A tale of two simulators

LT spice, Curve Captor, PSUDII and whatever other sims you can think of.

Post Reply
ampman1952
Posts: 1
Joined: Fri Dec 23, 2011 3:58 am

A tale of two simulators

Post by ampman1952 »

The attached file refers
I have put this schematic through LTSPice as well as the Duncan Amps PSU Simulator - and got very different results for the output voltage. The results from the Duncan Amps simulator are more believable with the resulting voltage being close to 1.414 * AC Voltage. The results using LTSpice project an output voltage of 1 * AC Voltage - no matter how I tweak the values of the inductors, the voltage at R2 on the diagram hovers stubburnly at 250 VDC.

The experts on this forum are free to send me to the back of the class for missing something obvious, :oops: but nevertheless I would be grateful for some advice on where I have made an error.

Cheers, and wishing you all a Happy New Year :)

Mike
Attachments
PSU_BASE.JPG
PSU_BASE.JPG (34.09 KiB) Viewed 6554 times
dave slagle
Posts: 2085
Joined: Sat Jan 22, 2005 3:54 am
Location: NYC
Contact:

Post by dave slagle »

__Problem statement__
Transcribe the entire forum thread above, "A tale of two simulators," word for word, from its title through the final line.

__Given entries__
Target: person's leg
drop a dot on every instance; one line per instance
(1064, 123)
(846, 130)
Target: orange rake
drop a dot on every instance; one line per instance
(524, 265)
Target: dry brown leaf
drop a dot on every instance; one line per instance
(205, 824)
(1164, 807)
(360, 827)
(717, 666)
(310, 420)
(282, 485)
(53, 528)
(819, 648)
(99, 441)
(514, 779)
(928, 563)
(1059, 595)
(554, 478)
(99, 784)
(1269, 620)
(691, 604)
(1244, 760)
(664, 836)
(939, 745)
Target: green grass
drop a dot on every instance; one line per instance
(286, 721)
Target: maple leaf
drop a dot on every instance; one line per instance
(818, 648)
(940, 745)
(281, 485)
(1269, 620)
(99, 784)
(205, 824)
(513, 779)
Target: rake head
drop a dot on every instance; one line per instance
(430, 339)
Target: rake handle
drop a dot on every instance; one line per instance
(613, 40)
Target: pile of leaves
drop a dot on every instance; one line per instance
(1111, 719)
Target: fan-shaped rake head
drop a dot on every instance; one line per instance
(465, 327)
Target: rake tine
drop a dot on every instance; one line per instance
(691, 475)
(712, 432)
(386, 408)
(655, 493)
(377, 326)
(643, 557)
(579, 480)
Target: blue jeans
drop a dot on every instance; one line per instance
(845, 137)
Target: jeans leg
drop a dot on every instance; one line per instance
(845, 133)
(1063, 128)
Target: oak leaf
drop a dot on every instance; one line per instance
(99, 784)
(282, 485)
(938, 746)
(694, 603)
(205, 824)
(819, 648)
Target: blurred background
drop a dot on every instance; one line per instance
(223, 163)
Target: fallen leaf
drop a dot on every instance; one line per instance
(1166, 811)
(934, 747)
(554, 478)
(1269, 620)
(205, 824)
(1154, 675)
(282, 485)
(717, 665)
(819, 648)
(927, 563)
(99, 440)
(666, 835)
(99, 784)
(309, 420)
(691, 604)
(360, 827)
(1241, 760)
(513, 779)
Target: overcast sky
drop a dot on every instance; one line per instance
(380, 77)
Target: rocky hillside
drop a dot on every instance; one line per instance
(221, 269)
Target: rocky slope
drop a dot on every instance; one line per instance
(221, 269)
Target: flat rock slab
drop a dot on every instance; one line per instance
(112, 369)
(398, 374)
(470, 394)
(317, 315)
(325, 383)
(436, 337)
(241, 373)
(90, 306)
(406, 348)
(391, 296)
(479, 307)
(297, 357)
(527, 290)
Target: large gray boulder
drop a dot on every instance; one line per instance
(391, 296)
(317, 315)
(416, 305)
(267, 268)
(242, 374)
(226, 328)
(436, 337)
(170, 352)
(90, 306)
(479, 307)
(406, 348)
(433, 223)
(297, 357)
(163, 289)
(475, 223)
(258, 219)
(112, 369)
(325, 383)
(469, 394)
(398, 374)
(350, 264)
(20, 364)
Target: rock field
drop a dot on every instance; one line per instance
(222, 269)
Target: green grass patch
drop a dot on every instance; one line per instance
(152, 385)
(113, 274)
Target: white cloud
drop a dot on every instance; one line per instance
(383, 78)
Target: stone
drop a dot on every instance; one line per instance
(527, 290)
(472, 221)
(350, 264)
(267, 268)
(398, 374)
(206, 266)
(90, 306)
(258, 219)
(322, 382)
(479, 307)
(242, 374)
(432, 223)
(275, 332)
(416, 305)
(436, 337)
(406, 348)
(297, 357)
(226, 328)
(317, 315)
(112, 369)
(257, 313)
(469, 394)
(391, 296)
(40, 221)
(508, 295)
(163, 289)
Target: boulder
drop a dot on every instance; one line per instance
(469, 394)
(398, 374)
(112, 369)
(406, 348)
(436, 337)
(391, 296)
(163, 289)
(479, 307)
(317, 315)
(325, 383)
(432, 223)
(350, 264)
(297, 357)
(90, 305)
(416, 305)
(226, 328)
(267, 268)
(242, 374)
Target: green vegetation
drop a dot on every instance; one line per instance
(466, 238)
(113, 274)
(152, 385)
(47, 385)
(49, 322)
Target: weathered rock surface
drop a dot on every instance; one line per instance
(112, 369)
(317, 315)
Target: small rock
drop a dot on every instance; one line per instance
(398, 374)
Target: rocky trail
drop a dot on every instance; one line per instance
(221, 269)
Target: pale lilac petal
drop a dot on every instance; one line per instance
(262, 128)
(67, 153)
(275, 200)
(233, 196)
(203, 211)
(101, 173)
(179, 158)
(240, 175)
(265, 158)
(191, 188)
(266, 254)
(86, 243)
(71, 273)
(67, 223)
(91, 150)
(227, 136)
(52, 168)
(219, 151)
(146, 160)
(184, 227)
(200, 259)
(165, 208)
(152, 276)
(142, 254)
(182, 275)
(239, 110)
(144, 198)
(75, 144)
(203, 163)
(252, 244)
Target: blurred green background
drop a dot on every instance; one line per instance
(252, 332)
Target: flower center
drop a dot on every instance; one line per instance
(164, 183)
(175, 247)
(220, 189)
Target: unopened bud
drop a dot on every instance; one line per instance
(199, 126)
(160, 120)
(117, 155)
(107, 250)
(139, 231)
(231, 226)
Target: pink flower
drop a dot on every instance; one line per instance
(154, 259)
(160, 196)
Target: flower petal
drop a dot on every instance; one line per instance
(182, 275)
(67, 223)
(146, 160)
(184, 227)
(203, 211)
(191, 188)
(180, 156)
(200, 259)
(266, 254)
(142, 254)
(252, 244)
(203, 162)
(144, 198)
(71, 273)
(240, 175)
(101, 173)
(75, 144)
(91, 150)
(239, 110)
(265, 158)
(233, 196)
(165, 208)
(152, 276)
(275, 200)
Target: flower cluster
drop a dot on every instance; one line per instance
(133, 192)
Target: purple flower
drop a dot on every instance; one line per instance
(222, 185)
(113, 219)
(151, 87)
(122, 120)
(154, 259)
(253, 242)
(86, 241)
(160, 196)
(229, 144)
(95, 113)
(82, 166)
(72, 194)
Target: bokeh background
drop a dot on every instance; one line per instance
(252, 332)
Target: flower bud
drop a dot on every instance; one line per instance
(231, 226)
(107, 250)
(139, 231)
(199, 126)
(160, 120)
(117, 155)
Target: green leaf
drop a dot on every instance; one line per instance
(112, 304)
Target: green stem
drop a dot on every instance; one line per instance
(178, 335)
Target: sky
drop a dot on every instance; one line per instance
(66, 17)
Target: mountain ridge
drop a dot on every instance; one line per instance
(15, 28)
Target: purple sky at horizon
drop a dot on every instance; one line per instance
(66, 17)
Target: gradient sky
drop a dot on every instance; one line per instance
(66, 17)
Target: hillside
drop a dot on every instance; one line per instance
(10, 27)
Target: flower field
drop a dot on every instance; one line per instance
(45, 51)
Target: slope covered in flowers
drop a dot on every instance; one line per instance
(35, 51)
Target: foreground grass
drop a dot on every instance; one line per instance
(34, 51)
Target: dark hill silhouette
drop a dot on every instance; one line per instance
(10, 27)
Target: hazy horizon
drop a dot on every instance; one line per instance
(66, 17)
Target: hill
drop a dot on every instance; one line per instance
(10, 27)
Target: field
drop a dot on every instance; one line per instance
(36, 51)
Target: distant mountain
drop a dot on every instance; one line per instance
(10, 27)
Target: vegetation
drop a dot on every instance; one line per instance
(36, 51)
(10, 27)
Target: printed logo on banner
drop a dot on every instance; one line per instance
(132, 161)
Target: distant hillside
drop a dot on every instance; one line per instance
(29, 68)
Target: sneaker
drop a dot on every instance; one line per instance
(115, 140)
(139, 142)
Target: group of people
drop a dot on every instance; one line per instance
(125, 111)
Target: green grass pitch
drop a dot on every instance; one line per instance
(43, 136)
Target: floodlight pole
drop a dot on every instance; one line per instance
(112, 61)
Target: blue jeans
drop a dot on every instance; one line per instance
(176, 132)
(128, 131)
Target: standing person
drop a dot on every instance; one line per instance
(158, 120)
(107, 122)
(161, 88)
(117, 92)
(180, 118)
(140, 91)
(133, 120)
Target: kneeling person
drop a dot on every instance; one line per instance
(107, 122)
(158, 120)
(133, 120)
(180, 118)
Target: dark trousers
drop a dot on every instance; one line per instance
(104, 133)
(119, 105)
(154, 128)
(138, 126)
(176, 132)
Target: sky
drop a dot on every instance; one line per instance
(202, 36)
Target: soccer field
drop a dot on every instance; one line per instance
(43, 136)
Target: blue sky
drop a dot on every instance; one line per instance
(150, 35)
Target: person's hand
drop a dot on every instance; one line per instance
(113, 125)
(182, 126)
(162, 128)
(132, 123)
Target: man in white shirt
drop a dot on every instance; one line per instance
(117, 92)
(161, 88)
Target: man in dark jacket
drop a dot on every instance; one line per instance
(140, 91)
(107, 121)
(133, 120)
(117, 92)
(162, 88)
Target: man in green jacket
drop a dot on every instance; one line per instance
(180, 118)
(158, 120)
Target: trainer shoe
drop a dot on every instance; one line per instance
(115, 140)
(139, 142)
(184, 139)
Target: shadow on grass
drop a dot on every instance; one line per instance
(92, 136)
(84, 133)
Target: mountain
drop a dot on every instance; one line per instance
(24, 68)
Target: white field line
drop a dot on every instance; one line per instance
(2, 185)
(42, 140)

__Answer to this task__
A tale of two simulators

LT spice, Curve Captor, PSUDII and whatever other sims you can think of.

Post Reply
ampman1952
Posts: 1
Joined: Fri Dec 23, 2011 3:58 am

A tale of two simulators

Post by ampman1952 »

The attached file refers
I have put this schematic through LTSPice as well as the Duncan Amps PSU Simulator - and got very different results for the output voltage. The results from the Duncan Amps simulator are more believable with the resulting voltage being close to 1.414 * AC Voltage. The results using LTSpice project an output voltage of 1 * AC Voltage - no matter how I tweak the values of the inductors, the voltage at R2 on the diagram hovers stubburnly at 250 VDC.

The experts on this forum are free to send me to the back of the class for missing something obvious, :oops: but nevertheless I would be grateful for some advice on where I have made an error.

Cheers, and wishing you all a Happy New Year :)

Mike
Attachments
PSU_BASE.JPG
PSU_BASE.JPG (34.09 KiB) Viewed 6554 times
dave slagle
Posts: 2085
Joined: Sat Jan 22, 2005 3:54 am
Location: NYC
Contact:

Post by dave slagle »